Distribution of allele frequency at locus Mvi002.
At locus Mvi111 (Fig. 3) the distribution of allele size in polecat is normal and European mink appears fixed for a smaller allele. Four polecat individuals showed the allele fixed in European mink. The clear cut variation in allele size between the two species (5 repeats; 10 base pairs) allows us to exclude that the European mink allele could originate in the polecat by replication slippage. We can therefore hypothesise that a hybridisation event occurred. Forming a syngameon according to the Templeton's definition [6], European polecats, Steppe polecats and European minks are able to hybridise and produce fertile hybrids [7]. But in nature such hybridisations were only suspected through morphological identification. We present here the first element allowing to support the evidence that interspecific hybridisation occurred between polecat and European mink in natural habitats.
Distribution of allele frequency at locus Mvi111.
At locus Mvi054, European mink were fixed for a 118 pb allele. Except 7 individuals out of 69, polecats are fixed for a 114 pb allele. Three polecats exhibited 118 pb allele. As for locus Mvi111 we can hypothesise a hybridisation event between polecat and European mink. Nevertheless the small difference in allele size could be related to mutation by random slippage. Moreover the fact that this locus appears fixed in polecat contrary to locus Mvi111 addresses the problem of the possibility of variation at this particular locus. Searching on Genbank showed that locus Mvi111 did not reveal significant homology with other sequence but Mvi054 presents homology with Felis catus sequence (Fasta score 1.3×10−6). Although no function is affected today to this sequence, it could be related to a gene and therefore subjected to selection pressure.

### STUDY QUESTIONS
[1] In the passage on allele distributions, how many polecat individuals showed the allele fixed in European mink at locus Mvi111?
[2] Quote the passage on allele distributions from "At locus Mvi111 (Fig." down to "in natural habitats.".
[3] Name every locus mentioned in the passage on allele distributions.

### RECORD EXTRACTS
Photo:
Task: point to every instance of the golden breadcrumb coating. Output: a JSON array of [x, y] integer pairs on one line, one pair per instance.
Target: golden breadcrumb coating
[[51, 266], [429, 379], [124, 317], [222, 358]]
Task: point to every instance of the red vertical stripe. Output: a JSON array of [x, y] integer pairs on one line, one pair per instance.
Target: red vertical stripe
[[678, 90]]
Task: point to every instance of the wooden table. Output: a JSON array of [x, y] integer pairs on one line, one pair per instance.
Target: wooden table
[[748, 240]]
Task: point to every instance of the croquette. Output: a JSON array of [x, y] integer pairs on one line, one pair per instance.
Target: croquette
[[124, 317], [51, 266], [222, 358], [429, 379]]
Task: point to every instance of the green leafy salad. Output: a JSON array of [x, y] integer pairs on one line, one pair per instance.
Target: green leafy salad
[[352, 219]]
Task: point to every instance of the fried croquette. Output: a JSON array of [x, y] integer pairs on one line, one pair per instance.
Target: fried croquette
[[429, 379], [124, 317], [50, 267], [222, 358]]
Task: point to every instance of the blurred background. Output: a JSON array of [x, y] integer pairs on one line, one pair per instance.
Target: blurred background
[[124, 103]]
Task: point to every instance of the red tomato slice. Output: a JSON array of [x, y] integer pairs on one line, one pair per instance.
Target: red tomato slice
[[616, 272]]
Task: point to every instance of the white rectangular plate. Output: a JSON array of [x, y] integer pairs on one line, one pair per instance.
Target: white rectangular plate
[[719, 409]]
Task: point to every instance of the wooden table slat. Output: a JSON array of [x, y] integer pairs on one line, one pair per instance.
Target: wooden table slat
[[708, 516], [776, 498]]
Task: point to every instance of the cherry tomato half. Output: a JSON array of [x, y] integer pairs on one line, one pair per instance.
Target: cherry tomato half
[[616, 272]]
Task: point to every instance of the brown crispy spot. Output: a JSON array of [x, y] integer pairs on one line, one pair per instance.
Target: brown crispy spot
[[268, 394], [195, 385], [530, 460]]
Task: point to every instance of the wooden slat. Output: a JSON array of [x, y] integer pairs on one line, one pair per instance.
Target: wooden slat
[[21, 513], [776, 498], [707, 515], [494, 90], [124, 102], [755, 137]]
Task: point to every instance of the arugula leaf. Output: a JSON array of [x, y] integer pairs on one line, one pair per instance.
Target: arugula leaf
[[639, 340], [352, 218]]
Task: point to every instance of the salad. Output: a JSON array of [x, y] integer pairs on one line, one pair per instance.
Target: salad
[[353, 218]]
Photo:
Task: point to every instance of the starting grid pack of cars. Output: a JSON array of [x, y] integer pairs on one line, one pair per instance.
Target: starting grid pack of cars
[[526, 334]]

### ANSWERS FOR EACH ITEM
[1] Four polecat individuals.

[2]
At locus Mvi111 (Fig. 3) the distribution of allele size in polecat is normal and European mink appears fixed for a smaller allele. Four polecat individuals showed the allele fixed in European mink. The clear cut variation in allele size between the two species (5 repeats; 10 base pairs) allows us to exclude that the European mink allele could originate in the polecat by replication slippage. We can therefore hypothesise that a hybridisation event occurred. Forming a syngameon according to the Templeton's definition [6], European polecats, Steppe polecats and European minks are able to hybridise and produce fertile hybrids [7]. But in nature such hybridisations were only suspected through morphological identification. We present here the first element allowing to support the evidence that interspecific hybridisation occurred between polecat and European mink in natural habitats.

[3] Mvi002, Mvi111, Mvi054